Task objective — Rewrite everything in the Dallas charter excerpt from "134 S.W. 321" down to "of the city.", replacing "Mayor" with "Chairman".

Selection —

==*==

134 S.W. 321 | Tex. | 1911
The city of Dallas, having a population of more than ten thousand, was granted a charter by the Thirtieth Legislature which contains the following provisions pertinent to the issues which are presented by the writ of error in this case:
"Paragraph 1 of article 3 reads:
"`All powers conferred on the city shall, unless otherwise provided in this charter, be exercised by a Mayor and four Commissioners, who together shall be known and designated as the Board of Commissioners, all of whom shall be elected by the qualified voters of the city at large and shall devote their entire time to the service of the city.
"`The Mayor shall be ex-officio president of the said Board of Commissioners, and shall have and exercise all of the powers of a member thereof.'"
"Paragraph 27 of section 8 of article 2 reads:
"`The city of Dallas shall have the power, by ordinance, to fix and regulate the price of water, gas and electric lights, and to regulate and *119 fix the fares, tolls and charges of local telephones and exchanges; of public carriers and hacks, whether transporting passengers, freight or baggage, and generally to fix and regulate the rates, tolls or charges, and the kind of service of all public utilities of every kind.'"
"Paragraph 7 of section 8 of article 2 reads:
"`The right is hereby delegated to the city of Dallas, acting through its Board of Commissioners, to determine, fix and regulate the charges, fares or rates of any person, firm or corporation enjoying or that may enoy a franchise or exercising any other public privilege in said city and to prescribe the kind of service to be furnished by such person, firm or corporation, and the manner in which it shall be rendered, and from time to time to alter or change such rules, regulations and compensation. The Board shall make rules and regulations granting a fair hearing to persons or corporations to be affected by said regulations, and no change in regulations shall be adopted except after notice to the persons affected and after a fair hearing shall be granted them; provided, that in adopting such regulations and fixing such compensation, or determining the reasonableness thereof, no stocks or bonds authorized or issued by any corporation enjoying a franchise shall be considered unless upon proof that the same have been actually issued by the corporation for money paid and used for the development of the corporate property, labor done or property actually received in accordance with the laws and Constitution of the State applicable thereto; and in order to ascertain all facts necessary for a proper understanding of what is or should be a reasonable rate or regulation, the Board of Commissioners shall have full power to inspect books and compel attendance of witnesses as provided in subsection 6 hereof and may prescribe all penalties named in subsection 6 for a failure or refusal to attend and testify or produce books.'"

==*==

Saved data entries
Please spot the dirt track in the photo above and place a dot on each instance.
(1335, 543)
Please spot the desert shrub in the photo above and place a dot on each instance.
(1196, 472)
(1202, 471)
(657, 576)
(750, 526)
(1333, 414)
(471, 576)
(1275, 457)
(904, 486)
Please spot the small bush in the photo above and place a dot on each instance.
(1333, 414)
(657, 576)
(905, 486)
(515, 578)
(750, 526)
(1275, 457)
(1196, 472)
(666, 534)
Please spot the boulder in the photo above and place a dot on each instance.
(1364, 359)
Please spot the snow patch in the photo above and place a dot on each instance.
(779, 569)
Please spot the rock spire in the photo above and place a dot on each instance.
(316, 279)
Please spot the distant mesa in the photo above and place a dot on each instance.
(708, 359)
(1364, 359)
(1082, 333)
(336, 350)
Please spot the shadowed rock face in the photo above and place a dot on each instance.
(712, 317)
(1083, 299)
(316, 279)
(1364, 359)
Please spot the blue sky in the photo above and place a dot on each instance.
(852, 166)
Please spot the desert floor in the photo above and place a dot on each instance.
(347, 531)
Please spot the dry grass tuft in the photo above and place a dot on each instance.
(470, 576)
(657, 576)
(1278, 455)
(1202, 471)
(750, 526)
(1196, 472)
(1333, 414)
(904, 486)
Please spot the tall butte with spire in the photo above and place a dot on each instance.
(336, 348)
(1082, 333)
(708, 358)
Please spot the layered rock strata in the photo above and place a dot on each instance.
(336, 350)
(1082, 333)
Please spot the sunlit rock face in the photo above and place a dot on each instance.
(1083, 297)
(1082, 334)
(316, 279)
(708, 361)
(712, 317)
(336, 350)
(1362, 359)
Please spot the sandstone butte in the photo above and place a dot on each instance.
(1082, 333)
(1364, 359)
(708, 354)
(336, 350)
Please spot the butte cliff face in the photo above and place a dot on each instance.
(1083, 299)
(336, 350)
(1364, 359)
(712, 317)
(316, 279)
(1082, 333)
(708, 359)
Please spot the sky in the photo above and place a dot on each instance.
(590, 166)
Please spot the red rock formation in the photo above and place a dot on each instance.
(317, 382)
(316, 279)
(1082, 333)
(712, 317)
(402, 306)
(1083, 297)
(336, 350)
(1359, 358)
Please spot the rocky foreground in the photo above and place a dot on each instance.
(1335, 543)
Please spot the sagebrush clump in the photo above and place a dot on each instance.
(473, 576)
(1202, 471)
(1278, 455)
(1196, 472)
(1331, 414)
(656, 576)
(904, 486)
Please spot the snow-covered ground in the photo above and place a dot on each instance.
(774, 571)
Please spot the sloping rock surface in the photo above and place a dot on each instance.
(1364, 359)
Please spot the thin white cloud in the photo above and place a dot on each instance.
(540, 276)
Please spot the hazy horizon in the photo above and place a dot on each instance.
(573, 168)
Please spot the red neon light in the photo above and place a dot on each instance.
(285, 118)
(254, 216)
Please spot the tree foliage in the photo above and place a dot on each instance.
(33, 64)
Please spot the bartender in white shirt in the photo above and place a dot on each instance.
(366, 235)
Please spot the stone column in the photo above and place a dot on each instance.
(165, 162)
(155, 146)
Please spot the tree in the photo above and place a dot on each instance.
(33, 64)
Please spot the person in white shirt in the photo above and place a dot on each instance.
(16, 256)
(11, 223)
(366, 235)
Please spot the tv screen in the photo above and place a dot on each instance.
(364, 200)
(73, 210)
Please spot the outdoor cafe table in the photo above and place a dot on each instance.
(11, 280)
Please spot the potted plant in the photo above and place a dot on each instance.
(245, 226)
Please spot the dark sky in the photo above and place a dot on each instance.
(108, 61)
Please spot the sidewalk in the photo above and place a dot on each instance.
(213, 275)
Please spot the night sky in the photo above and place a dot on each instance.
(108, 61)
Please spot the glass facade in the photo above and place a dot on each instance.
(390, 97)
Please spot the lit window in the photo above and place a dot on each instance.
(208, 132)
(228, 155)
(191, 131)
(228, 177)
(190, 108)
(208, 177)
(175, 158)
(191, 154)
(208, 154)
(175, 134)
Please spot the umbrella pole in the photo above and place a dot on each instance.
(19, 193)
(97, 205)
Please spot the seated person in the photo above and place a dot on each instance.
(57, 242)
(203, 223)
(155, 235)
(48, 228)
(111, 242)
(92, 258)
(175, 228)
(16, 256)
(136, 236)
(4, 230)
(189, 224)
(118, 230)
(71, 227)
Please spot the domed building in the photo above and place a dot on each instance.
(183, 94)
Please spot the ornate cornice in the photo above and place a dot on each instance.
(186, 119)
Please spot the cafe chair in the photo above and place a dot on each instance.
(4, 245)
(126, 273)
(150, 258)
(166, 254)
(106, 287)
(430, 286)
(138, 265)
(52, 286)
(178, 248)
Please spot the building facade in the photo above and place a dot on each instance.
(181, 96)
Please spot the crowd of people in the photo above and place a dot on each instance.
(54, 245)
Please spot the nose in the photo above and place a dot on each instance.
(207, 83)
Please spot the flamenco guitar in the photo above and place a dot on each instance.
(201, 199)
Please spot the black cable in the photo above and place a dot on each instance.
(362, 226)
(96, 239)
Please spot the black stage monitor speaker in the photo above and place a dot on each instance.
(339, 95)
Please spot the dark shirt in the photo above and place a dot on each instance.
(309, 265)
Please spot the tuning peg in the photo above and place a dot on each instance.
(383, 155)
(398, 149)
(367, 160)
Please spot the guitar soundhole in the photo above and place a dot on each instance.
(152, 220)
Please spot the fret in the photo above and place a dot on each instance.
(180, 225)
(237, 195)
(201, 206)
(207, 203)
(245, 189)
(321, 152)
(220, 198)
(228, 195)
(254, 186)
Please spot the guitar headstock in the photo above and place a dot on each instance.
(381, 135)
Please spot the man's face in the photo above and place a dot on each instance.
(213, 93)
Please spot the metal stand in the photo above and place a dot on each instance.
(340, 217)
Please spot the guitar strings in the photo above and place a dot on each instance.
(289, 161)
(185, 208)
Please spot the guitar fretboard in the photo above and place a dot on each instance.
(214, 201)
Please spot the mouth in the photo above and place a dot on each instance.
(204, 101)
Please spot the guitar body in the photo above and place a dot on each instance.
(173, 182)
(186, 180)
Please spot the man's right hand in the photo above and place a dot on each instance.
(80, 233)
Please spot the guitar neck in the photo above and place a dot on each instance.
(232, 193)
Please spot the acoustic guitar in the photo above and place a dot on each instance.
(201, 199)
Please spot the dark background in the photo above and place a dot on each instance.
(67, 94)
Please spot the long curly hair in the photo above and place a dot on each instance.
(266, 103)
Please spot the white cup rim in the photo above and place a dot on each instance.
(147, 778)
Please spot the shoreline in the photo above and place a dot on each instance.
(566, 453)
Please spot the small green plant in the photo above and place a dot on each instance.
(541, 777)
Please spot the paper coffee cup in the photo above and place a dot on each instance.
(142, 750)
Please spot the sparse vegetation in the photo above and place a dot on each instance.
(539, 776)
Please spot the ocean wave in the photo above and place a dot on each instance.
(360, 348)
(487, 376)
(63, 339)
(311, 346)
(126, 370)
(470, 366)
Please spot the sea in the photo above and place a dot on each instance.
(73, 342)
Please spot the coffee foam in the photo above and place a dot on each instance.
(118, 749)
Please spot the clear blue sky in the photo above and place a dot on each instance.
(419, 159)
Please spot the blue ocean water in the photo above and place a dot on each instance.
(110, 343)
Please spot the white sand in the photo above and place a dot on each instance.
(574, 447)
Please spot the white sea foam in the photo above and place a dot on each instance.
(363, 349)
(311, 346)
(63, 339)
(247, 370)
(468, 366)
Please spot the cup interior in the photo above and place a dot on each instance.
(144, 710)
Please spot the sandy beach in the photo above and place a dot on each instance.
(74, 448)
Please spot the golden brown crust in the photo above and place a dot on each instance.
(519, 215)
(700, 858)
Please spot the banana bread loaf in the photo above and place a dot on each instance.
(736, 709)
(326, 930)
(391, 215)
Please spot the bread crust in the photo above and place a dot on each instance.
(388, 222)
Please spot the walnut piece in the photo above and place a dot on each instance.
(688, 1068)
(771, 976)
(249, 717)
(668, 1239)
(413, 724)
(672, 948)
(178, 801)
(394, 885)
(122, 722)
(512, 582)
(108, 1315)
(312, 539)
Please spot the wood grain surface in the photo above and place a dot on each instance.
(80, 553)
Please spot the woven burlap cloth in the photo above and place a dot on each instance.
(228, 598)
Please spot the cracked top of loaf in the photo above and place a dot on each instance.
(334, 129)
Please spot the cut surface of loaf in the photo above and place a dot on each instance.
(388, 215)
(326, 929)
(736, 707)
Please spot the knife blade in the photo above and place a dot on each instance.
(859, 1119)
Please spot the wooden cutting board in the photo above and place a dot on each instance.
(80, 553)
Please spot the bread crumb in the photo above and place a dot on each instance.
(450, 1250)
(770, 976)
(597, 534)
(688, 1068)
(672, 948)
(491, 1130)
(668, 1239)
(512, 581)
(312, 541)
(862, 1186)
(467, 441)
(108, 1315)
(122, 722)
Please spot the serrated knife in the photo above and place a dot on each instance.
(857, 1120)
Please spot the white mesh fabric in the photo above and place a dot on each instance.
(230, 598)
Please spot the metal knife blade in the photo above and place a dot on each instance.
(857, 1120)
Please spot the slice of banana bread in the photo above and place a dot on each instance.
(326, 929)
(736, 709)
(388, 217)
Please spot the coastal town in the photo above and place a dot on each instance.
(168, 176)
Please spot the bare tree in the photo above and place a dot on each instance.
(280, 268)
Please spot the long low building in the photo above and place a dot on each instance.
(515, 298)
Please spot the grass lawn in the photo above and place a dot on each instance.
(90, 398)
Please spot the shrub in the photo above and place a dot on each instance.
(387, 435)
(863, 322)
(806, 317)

==*==

Right answer —
134 S.W. 321 | Tex. | 1911
The city of Dallas, having a population of more than ten thousand, was granted a charter by the Thirtieth Legislature which contains the following provisions pertinent to the issues which are presented by the writ of error in this case:
"Paragraph 1 of article 3 reads:
"`All powers conferred on the city shall, unless otherwise provided in this charter, be exercised by a Chairman and four Commissioners, who together shall be known and designated as the Board of Commissioners, all of whom shall be elected by the qualified voters of the city at large and shall devote their entire time to the service of the city.